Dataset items

—————

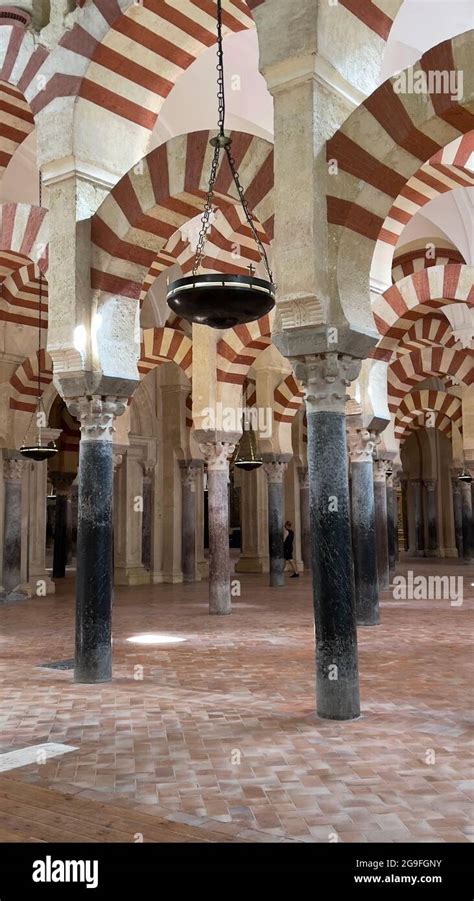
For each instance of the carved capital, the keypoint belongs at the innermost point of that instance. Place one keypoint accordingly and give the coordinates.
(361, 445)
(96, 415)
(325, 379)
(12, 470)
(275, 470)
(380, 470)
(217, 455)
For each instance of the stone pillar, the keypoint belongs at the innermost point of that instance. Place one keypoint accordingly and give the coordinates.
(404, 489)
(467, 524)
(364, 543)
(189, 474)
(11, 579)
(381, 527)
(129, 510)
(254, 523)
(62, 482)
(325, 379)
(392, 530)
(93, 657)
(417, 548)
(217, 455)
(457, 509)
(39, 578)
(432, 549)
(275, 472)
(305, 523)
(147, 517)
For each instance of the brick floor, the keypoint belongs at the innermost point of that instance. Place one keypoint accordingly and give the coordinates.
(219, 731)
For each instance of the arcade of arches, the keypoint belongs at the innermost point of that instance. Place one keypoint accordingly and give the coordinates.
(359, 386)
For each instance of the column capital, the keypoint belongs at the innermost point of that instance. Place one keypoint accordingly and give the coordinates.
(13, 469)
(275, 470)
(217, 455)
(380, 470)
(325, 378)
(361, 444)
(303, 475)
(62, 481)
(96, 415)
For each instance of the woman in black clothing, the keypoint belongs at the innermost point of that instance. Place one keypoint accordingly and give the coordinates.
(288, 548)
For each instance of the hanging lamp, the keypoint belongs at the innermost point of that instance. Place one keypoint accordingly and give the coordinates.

—————

Exercise brief: Transcribe nothing except the lines from the one with "For each instance of the arcade" through the end of the data above, each exactly as it appears.

Exercise output:
For each instance of the arcade of arches, the keypoint belongs at the innermost point of that instance. Place one keypoint accordingly and give the coordinates.
(359, 386)
For each instance of the column capital, the keypoint belongs at the innermost point of that instance. Place one keypoint accordingly and give the coordinates.
(13, 469)
(275, 470)
(217, 455)
(380, 470)
(325, 378)
(361, 444)
(303, 475)
(62, 481)
(96, 415)
For each instance of the woman in black clothing, the keypoint belongs at the innermost point of that instance. Place one keypoint accordingly and give the coordinates.
(288, 548)
For each instance of the hanging lamp, the keypoint belongs at the innermost point of that instance. Place one keypoint accordingly and give the coordinates.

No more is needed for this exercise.